- Exercise aim -
Write out all of the data below again, requests included, but multiply every x and y coordinate in the answers by 1.15 and round each to a whole number, with halves rounding up. Leave the picture out.

- Source material -
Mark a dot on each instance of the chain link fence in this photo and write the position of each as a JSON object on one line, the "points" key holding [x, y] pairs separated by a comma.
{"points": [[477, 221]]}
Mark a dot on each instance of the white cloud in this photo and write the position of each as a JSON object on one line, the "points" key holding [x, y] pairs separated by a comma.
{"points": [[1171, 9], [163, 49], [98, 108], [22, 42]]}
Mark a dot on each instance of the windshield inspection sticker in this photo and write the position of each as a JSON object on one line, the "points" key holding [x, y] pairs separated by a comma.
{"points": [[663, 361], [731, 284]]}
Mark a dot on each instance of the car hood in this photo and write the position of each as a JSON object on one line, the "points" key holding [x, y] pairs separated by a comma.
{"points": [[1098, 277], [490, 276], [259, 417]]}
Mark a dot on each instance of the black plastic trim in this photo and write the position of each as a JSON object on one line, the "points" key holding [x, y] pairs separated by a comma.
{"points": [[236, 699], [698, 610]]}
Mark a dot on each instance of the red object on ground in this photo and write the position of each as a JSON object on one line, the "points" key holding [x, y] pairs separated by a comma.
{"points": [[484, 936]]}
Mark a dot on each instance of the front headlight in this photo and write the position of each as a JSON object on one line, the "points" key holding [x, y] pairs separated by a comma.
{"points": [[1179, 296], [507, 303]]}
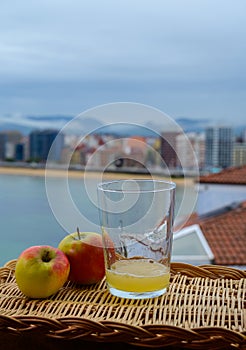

- Full output -
Mark a dot on each instance of the chain link fence in this photo and write the position of each as a JSON object on one line, the "points" key holding [x, y] pairs separated by a comma.
{"points": [[549, 254]]}
Mark a dot on each instance of the white cloud in this photo and write the position of each as a JSON object on one line, the "points" key holding [x, y] pairs separated by a comma.
{"points": [[1347, 10], [187, 56], [113, 124], [25, 48]]}
Mark a dot on each instance of the windshield inspection sticker in this photo and write the position of each as a JSON object on one line, the "points" key holding [x, y] pairs separated by a comma.
{"points": [[762, 415], [841, 327]]}
Mark a dot on each instance of the car hood in this photo and write the position of each as a JSON object on one line, the "points" key holding [x, y] pairs separated by a comma.
{"points": [[1263, 319], [564, 317], [298, 480]]}
Mark a dot on each instance of the black plastic trim in this photo and write the position of each as a JSON object on one line, the "points" key holding [x, y] pairs separated by a comma.
{"points": [[271, 804], [803, 702]]}
Mark a dot on each instance of the red object on ground in this photo and write the position of each as a JSON object on one line, the "points" key holding [x, y] pairs separated by a comma.
{"points": [[557, 1076]]}
Mark a dot on each instance of the front headlight in this photo and write the position of each as a JSON object on one line, the "points" key holding [x, y] pairs separated by a comma.
{"points": [[1356, 340], [583, 348]]}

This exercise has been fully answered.